### TEXT
= Sylvie Valayre =

French operatic soprano (born 1956)

Sylvie Valayre (born 10th october 1956, Paris) is a French operatic soprano known for her versatile interpretations of lyric, spinto, and dramatic coloratura soprano parts. She sings grueling roles like Abigaille, Lady Macbeth or Turandot as well as lighter pieces like Giordano's Maddalena, Cio-Cio San (Madama Butterfly), or Verdi's Desdemona at major opera houses around the world.

== Education ==
Born in Paris, she graduated at the Paris Conservatory under the guidance of Christiane Eda-Pierre and Régine Crespin. She attended master classes of Cathy Berberian, Galina Vishnevskaya, Gino Bechi, Paul von Schilawsky in Florence and Montpellier, Giuseppe Di Stefano, who later chose her to perform a concert with him at Théâtre du Châtelet. Later, she undertook advanced studies with tenor Sergio Tedesco and with mezzo-soprano Catherine Green.

== Early operatic career ==
She began her career in 1984 with a play about Maria Malibran at the Théâtre Marigny in Paris, performing excerpts from operas like Semiramide and Norma (also available as DVD). Soon after, Mstislav Rostropovich and Galina Vishnevskaya asked her to perform the title role in their production of Nikolai Rimsky-Korsakov's The Tsar's Bride at the Rome Opera.

### DATA SHOWN
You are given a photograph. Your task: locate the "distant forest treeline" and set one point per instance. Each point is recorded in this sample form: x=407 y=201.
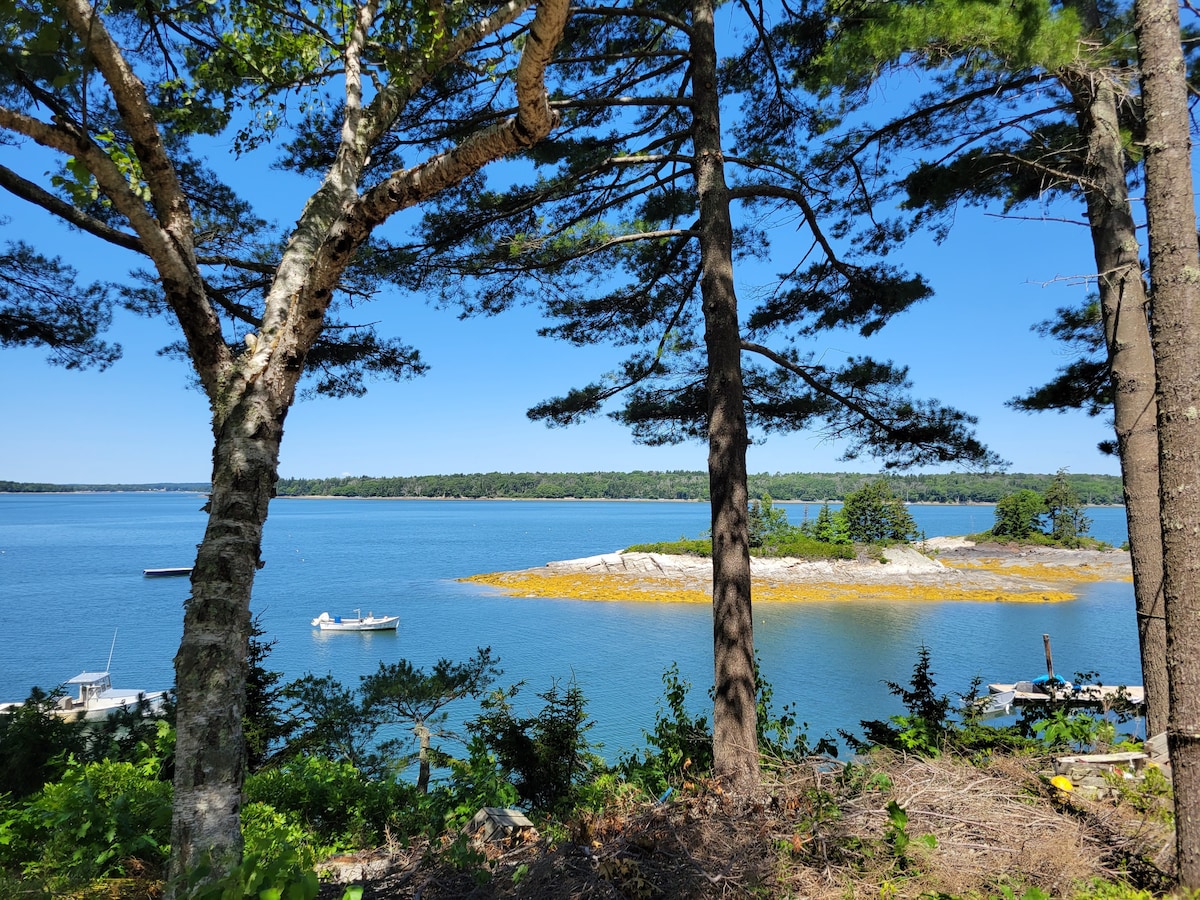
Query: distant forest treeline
x=953 y=487
x=35 y=487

### WORK TO COMPLETE
List everyone whose master classes Sylvie Valayre attended, as named in the text about her. Please leave the material aside, as it has no role here.

### OUTPUT BELOW
Cathy Berberian, Galina Vishnevskaya, Gino Bechi, Paul von Schilawsky, Giuseppe Di Stefano